— start of Extracted data —

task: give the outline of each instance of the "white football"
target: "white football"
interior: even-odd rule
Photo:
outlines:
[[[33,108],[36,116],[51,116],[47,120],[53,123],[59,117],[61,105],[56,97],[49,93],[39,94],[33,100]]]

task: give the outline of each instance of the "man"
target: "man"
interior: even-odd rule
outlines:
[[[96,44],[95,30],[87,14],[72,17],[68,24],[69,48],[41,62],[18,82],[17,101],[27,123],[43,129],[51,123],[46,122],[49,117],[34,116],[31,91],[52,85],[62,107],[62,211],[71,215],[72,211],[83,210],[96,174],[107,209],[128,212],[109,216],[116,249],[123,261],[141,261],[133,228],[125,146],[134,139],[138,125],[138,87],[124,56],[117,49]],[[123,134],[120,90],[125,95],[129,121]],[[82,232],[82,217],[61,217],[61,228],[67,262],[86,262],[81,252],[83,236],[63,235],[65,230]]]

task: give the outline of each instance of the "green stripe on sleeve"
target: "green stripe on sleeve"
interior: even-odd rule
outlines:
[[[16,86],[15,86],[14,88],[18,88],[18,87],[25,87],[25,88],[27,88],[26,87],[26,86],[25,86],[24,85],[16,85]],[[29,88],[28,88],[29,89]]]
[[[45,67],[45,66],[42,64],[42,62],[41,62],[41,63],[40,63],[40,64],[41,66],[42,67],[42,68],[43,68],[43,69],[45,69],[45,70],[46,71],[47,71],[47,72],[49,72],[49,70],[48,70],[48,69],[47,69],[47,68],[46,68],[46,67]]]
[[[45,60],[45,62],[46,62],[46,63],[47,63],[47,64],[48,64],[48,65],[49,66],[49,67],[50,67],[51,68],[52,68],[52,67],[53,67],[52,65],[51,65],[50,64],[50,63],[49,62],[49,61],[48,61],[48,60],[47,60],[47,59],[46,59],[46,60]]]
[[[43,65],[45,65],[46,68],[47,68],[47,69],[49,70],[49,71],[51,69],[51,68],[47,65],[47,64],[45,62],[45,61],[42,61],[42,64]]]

— end of Extracted data —

Could you write out every row above again, requests included, with 111 added to each coordinate in the outlines?

task: give the outline of each instance of the "white football"
target: "white football"
interior: even-odd rule
Photo:
outlines:
[[[144,219],[147,227],[162,227],[158,231],[164,234],[170,228],[172,216],[167,208],[160,204],[150,205],[144,211]]]

task: give the outline of each instance of the "man"
target: "man"
interior: even-odd rule
outlines:
[[[207,155],[206,141],[198,125],[183,128],[179,135],[180,159],[152,173],[129,193],[128,212],[138,234],[154,240],[162,234],[157,233],[160,228],[145,227],[142,202],[163,196],[173,218],[173,322],[182,326],[183,322],[194,321],[207,285],[218,320],[239,323],[220,327],[227,360],[234,372],[252,372],[244,339],[236,257],[245,250],[249,236],[249,198],[235,167],[228,160]],[[234,245],[231,201],[236,206],[240,232]],[[193,343],[193,328],[172,328],[172,339],[178,373],[197,373],[192,363],[194,347],[174,346],[176,341]]]

task: give the outline of each instance of the "green stripe on sleeve"
target: "green stripe on sleeve"
interior: even-odd rule
outlines:
[[[127,197],[126,197],[125,199],[129,199],[129,198],[136,198],[136,199],[138,199],[137,198],[137,197],[136,197],[135,196],[127,196]],[[140,199],[139,199],[140,200]]]
[[[156,178],[156,177],[153,175],[153,173],[152,173],[152,174],[151,174],[151,175],[152,177],[153,178],[153,179],[154,179],[154,180],[156,180],[156,181],[157,182],[158,182],[158,183],[160,183],[160,181],[159,181],[159,180],[158,180],[158,179],[157,179],[157,178]]]
[[[156,171],[156,173],[157,173],[157,174],[158,174],[158,175],[159,175],[159,176],[160,177],[160,178],[161,178],[162,179],[163,179],[163,178],[164,178],[163,176],[162,176],[161,175],[161,174],[160,173],[160,172],[159,172],[159,171],[158,171],[158,170],[157,170],[157,171]]]
[[[154,176],[156,176],[157,179],[158,179],[158,180],[160,181],[160,182],[162,180],[162,179],[158,176],[158,175],[156,173],[156,172],[153,172],[153,175]]]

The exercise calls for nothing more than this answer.